> [Consigne donnée a]: Indiquez si chacune des affirmations suivantes concorde avec l'extrait de l'arrêt sur les eaux-de-vie de cognac, en répondant par oui ou par non et en citant textuellement les mots de l'extrait qui tranchent : (i) le contrôle des agents de la DGCCRF a eu lieu le 21 février 2002 ; (ii) le tribunal correctionnel a condamné X ; (iii) plusieurs peines ont été prononcées contre X.

> [Extrait du document]:

╭──

Les moyens étant réunis : - Attendu qu'il résulte de l'arrêt attaqué et des pièces de procédure qu'un contrôle effectué le 21 février 2002 par les agents de la direction générale de la concurrence, de la consommation et de la répression des fraudes (DGCCRF) a révélé que des eau-de-vie de cognac produites et mises en vente, sous les appellations d'origine grande champagne, petite champagne et borderies, par la société Distillerie Charlemagne, dirigée par X, ne provenaient pas exclusivement du territoire délimité réservé à chacune de ces appellations ; qu' X, cité pour des délits, commis entre le 1er novembre 2001 et le 21 février 2002, de tromperie et d'usurpation d'appellation d'origine contrôlée, a été relaxé par le tribunal correctionnel au motif qu'un accord datant de 1991 permettait le maintien de l'appellation d'origine en cas d'adjonction d'"imparfaits" d'un cru différent à un cru d'origine, de sorte qu'il n'avait pas violé intentionnellement la réglementation en vigueur ;

Attendu qu'intimé devant la cour d'appel par le ministère public, le prévenu n'a pas contesté la matérialité des faits mais a soutenu que les prescriptions découlant d'un accord établi, pour la campagne 2001-2002, par la DGCCRF, l'Institut national des appellations d'origine et le bureau interprofessionnel du cognac, qui avaient remis en cause un usage local immémorial consistant à incorporer des flegmes ou imparfaits d'un cru sur l'autre, n'avaient été transmises aux professionnels que le 1er octobre 2003 ;

Attendu que, pour écarter cette argumentation, l'arrêt infirmatif retient que le "relevé de prescriptions devant servir de base à la codification des usages professionnels", résultant de l'accord précité, qui prohibe le mélange de vins et d'eaux-de-vie de vins différents y compris lors de l'incorporation des flegmes, a été adressé, dès le 20 novembre 2001, aux adhérents du syndicat des distillateurs de cognac, accompagné d'un courrier recommandant son respect scrupuleux sous peine d'infraction au décret du 13 janvier 1938 fixant les conditions de production et délimitant les aires des différentes appellations d'origine de la région délimitée de Cognac ; que les juges ajoutent qu'X, professionnel de longue date, ne pouvait ignorer la réglementation applicable depuis 1938 et les conséquences de ses pratiques au regard des avertissements de "l'interprofession" ;

Attendu qu'en l'état de ces énonciations procédant de son pouvoir souverain d'appréciation, et dès lors que l'usage local invoqué ne pouvait avoir de portée à l'encontre de la réglementation en vigueur, la cour d'appel, qui a caractérisé l'élément intentionnel des infractions poursuivies, a justifié sa décision ; que, dès lors, les moyens ne sont pas fondés ;

Sur le troisième moyen de cassation, pris de la violation de la règle "non bis in idem", des articles L. 115-16, L. 213-1 du Code de la consommation, et 591 du Code de procédure pénale ;

"en ce que l'arrêt attaqué a reconnu coupable X à la fois de tromperie et d'usurpation d'AOC et l'a condamné à une peine d'amende ;

"aux motifs que, partie des eau-de-vie distribuées par le prévenu qui ne méritaient plus que l'appellation générique est sortie de la distillerie sous appellations grande champagne, petite champagne, borderies ; que, X, professionnel de la distillation de longue date, ne pouvait pas ignorer la réglementation applicable depuis 1938 et les conséquences de ses pratiques, au regard, en particulier, des avertissements de l'interprofession sur les conditions d'inscription et de distillation des différents crus et appellations de cognac tout au long de la chaîne de production ; que les éléments constitutifs des infractions étant suffisamment caractérisés, la décision déférée sera infirmée (arrêt, p.8) ;

"alors que, pour qu'un fait unique constituant un cumul idéal d'infractions puisse recevoir plusieurs qualifications pénales différentes, il est nécessaire que ces infractions poursuivent la protection d'intérêts distincts ; que, X a été poursuivi pour avoir mis en circulation, en connaissance de cause, les appellations d'origine grande champagne, petite champagne, borderies, auxquelles les produits ne pouvaient prétendre et qu'il a été condamné à ce titre pour tromperie et usurpation d'AOC, bien que ces deux infractions protègent un intérêt identique, en l'occurrence la défense des consommateurs ; qu'ainsi, la cour d'appel ne pouvait procéder à une double reconnaissance de culpabilité" ;

Attendu que le demandeur est sans intérêt à reprocher à la cour d'appel de l'avoir déclaré coupable des mêmes faits sous plusieurs qualifications pénales, dès lors que, conformément à l'article 132-3 du Code pénal, une seule peine a été prononcée ; qu'ainsi, ce moyen ne peut être admis ;

Et attendu que l'arrêt est régulier en la forme.

╰──

> [Lignes enregistrées]:
╭──

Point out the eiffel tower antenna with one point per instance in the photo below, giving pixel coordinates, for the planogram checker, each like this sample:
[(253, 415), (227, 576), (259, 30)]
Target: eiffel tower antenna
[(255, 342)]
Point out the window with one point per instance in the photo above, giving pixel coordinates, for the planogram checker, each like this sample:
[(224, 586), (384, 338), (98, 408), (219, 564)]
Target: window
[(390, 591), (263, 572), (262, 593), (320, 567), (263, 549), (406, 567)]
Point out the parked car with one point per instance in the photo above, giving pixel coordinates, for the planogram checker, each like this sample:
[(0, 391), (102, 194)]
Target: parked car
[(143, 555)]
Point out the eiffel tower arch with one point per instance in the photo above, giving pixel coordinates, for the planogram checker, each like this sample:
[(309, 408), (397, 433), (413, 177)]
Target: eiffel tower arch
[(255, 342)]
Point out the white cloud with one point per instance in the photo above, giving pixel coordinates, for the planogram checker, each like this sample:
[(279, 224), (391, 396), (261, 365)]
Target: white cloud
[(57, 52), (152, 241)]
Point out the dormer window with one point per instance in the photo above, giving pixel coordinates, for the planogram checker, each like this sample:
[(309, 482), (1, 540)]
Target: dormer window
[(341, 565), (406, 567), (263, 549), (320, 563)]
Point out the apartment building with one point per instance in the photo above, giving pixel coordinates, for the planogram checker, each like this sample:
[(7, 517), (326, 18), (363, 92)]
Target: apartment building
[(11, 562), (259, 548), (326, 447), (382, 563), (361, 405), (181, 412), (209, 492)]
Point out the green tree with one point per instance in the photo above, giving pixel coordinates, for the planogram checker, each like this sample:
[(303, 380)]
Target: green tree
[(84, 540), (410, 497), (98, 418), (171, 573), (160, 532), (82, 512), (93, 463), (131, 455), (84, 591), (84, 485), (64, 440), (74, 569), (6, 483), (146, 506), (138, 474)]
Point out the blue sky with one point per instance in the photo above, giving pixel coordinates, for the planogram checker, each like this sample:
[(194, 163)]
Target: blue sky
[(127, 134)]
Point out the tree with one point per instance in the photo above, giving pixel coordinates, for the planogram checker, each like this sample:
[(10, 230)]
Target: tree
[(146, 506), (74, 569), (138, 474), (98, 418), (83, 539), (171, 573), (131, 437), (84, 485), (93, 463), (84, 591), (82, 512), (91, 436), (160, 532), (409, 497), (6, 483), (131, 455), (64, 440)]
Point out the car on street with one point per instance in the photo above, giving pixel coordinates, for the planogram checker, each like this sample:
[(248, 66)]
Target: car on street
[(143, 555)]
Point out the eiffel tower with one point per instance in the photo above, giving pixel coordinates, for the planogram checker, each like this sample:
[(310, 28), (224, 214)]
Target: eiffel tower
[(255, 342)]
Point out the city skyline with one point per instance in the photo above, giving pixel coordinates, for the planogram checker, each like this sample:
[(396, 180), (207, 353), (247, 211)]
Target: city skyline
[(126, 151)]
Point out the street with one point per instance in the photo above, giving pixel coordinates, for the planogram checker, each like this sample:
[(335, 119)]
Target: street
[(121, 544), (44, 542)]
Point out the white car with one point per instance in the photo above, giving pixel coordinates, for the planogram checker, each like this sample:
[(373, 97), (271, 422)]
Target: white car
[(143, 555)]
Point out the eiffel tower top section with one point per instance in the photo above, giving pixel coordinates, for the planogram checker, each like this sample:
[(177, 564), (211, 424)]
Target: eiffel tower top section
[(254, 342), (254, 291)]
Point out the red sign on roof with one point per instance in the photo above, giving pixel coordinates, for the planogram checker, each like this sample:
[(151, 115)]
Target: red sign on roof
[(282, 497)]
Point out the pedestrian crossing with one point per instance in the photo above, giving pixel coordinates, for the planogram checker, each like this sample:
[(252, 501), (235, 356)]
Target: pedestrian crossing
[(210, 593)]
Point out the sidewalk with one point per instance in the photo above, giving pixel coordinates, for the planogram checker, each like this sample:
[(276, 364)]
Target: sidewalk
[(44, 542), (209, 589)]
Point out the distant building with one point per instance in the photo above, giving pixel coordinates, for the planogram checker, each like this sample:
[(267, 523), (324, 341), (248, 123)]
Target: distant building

╰──

> [Consigne donnée b]: Reproduisez à l'identique les lignes des entrées, depuis la ligne contenant "Point out the city" jusqu'à la fin des entrées, cette première ligne comprise.

> [Réponse finale a]:
(i) Oui : « un contrôle effectué le 21 février 2002 par les agents de la direction générale de la concurrence, de la consommation et de la répression des fraudes (DGCCRF) ».
(ii) Non : « a été relaxé par le tribunal correctionnel ».
(iii) Non : « une seule peine a été prononcée ».

> [Réponse finale b]:
Point out the city skyline with one point per instance in the photo above, giving pixel coordinates, for the planogram checker, each like this sample:
[(396, 180), (207, 353), (247, 211)]
Target: city skyline
[(126, 151)]
Point out the street with one point per instance in the photo above, giving pixel coordinates, for the planogram checker, each like this sample:
[(335, 119)]
Target: street
[(121, 544), (44, 542)]
Point out the white car with one point per instance in the photo above, giving pixel coordinates, for the planogram checker, each like this sample:
[(373, 97), (271, 422)]
Target: white car
[(143, 555)]
Point out the eiffel tower top section with one point per instance in the photo above, giving pixel coordinates, for the planogram checker, each like this sample:
[(177, 564), (211, 424)]
Target: eiffel tower top section
[(254, 342), (254, 291)]
Point out the red sign on roof with one point per instance in the photo above, giving pixel coordinates, for the planogram checker, each like this sample:
[(151, 115)]
Target: red sign on roof
[(282, 497)]
Point out the pedestrian crossing with one point per instance in the photo above, giving pixel coordinates, for the planogram checker, each like this sample:
[(252, 501), (235, 356)]
Target: pedestrian crossing
[(210, 593)]
Point out the sidewalk with one point per instance in the photo above, giving pixel coordinates, for the planogram checker, each like this sample:
[(276, 364)]
Target: sidewalk
[(44, 542), (209, 589)]
Point out the distant building with one point per instance in the photo above, giving pixel coordinates, for the planogram checker, each like this sample:
[(267, 523), (324, 341), (248, 123)]
Target: distant building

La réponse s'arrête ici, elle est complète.